* [ACTIVITY 1]: In the foster care article, reproduce everything from "How to become" down to "a background check.", swapping "local agency" for "county office".
* [ACTIVITY 2]: For each statement, say whether the foster care article supports it, answering yes or no and quoting the deciding words: (a) Respite care providers go through a separate licensing process from foster parents. (b) Foster parents receive a monthly payment. (c) Renters cannot become foster parents.

* [GIVEN TEXT]:
BEGIN

Luke points out that Alex has been incredibly helpful and involved, learning how to help medically when Jake first came home.
They realize now that Alex has seen firsthand that the world doesn't revolve around her and that life isn't perfect, but it sure can be beautiful.
"The easiest part (of being foster parents) is loving the kids," Luke says. "The hardest part is what comes with them, and that's magnified due to decisions that are not your own, and you're working with the effects of that."
But, they say, being a foster parent doesn't require some superhuman strength.
"I am not anything special," Pam says. "There's nothing better in me than in anyone else ... but if pain and loss are going to be part of their story, I will suffer pain and loss in order to give them the love they need ... whether we have them for 1 month or 3 years or 5 years, I will invest in their life for that amount and know that we did what we could. We have love to give, so let's give it."
Knowing everything they've been through with their first placements and with Jake, would they still do this if they had known what was to come?
They pause. And look at each other. And at the two children who've come back into the room, clambering into the safe and welcoming laps they offer.
"We've talked for years about how we were not prepared to do this, and that the possibility of loss was too much," Luke says, "but it's worth it."
How to become a foster parent
While each state has its own requirements to become a licensed foster parent, the process generally takes shape through these steps:
- Contact the local agency in your county.
- Complete an application, online or on paper.
- Participate in a background check.
- Allow your home to be visited and checked.
- Receive a license.
- Participate in training sessions.
Foster parents may be single, married, with or without children, renters or homeowners. Foster parents are provided with monthly payment for their service to the children in their care. Agencies and case managers can offer mental health, educational and medical services for individual children in a foster home.
Stallman says that in addition to needing more foster parents, there is also an immediate need for respite care. These providers are licensed through the same process but open their homes for short time periods, like a day or weekend each month.
Stallman, who is a foster parent, likened respite care providers to "aunts" and "uncles" who can offer families a short break. Plus, being a respite care provider is a way to experience the world of foster care without a full-time commitment. Respite care providers also receive a stipend.

END

* [INFORMATION]:

BEGIN

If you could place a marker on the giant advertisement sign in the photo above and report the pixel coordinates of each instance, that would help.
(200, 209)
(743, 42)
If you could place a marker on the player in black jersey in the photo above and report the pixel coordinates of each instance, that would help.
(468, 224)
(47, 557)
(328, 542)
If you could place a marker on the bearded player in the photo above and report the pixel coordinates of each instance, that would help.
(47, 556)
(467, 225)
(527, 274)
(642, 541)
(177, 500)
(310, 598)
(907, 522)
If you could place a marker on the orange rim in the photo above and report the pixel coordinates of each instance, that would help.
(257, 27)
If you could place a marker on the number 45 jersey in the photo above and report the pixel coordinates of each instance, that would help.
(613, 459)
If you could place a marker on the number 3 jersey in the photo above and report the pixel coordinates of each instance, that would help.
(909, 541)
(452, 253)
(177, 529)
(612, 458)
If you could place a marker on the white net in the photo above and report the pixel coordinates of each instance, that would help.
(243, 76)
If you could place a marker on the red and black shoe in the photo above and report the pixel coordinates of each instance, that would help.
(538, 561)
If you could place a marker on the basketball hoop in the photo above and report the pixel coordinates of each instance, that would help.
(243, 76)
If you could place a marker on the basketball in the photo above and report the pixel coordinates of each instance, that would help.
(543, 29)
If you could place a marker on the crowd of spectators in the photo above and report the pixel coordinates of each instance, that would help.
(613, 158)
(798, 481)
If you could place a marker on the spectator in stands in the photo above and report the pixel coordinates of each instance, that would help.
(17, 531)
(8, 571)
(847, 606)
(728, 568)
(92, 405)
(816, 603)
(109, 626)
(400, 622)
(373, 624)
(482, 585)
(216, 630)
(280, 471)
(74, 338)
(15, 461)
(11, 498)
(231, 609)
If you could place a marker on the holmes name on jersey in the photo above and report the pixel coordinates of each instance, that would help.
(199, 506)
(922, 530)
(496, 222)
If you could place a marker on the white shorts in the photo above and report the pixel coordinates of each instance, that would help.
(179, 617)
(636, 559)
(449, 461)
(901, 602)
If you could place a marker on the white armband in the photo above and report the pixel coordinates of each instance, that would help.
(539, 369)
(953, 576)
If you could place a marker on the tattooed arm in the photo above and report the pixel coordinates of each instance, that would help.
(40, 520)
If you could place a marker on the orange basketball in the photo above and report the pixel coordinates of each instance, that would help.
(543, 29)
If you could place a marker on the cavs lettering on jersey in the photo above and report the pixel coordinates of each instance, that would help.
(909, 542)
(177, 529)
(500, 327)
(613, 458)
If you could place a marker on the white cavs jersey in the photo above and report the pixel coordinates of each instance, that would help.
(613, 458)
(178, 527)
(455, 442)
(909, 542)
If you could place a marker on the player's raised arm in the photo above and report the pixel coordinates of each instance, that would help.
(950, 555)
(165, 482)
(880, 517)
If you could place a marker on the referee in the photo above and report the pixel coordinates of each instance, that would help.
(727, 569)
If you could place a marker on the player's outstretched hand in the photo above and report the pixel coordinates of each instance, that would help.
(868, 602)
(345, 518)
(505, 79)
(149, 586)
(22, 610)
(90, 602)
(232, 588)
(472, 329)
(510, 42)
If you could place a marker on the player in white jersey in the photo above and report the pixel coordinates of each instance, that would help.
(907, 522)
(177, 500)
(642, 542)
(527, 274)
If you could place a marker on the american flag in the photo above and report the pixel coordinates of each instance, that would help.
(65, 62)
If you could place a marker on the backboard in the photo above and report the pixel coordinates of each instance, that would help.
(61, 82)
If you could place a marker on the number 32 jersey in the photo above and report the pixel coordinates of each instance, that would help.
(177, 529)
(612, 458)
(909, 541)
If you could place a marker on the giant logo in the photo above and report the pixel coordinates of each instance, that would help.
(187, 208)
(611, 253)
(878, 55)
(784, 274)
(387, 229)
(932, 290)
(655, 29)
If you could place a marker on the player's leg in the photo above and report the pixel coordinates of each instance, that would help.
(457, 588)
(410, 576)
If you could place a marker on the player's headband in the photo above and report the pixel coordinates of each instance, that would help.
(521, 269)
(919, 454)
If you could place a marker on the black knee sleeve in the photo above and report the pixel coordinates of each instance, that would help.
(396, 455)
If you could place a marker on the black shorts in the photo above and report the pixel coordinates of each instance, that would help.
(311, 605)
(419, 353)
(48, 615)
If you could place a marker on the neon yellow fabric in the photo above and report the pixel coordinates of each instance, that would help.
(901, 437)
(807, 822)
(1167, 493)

END

* [EXERCISE SOLUTION 1]:
How to become a foster parent
While each state has its own requirements to become a licensed foster parent, the process generally takes shape through these steps:
- Contact the county office in your county.
- Complete an application, online or on paper.
- Participate in a background check.

* [EXERCISE SOLUTION 2]:
(a) No: "These providers are licensed through the same process but open their homes for short time periods"
(b) Yes: "Foster parents are provided with monthly payment for their service to the children in their care."
(c) No: "Foster parents may be single, married, with or without children, renters or homeowners."